Extracted data entries

===

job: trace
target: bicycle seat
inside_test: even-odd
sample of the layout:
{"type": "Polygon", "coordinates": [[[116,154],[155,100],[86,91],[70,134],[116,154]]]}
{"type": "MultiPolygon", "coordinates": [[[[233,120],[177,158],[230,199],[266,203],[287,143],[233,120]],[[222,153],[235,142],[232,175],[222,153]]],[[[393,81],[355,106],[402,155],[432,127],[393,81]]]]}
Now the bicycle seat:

===

Goal — Rewrite the data above with each "bicycle seat" changed to "saddle", keeping everything else the same.

Correct result —
job: trace
target: saddle
inside_test: even-odd
sample of the layout:
{"type": "Polygon", "coordinates": [[[116,154],[155,100],[86,91],[70,134],[116,154]]]}
{"type": "MultiPolygon", "coordinates": [[[[233,120],[177,158],[230,199],[266,203],[287,143],[233,120]],[[222,153],[235,142],[232,175],[222,153]]],[[[393,81],[355,106],[402,155],[432,127],[393,81]]]]}
Now the saddle:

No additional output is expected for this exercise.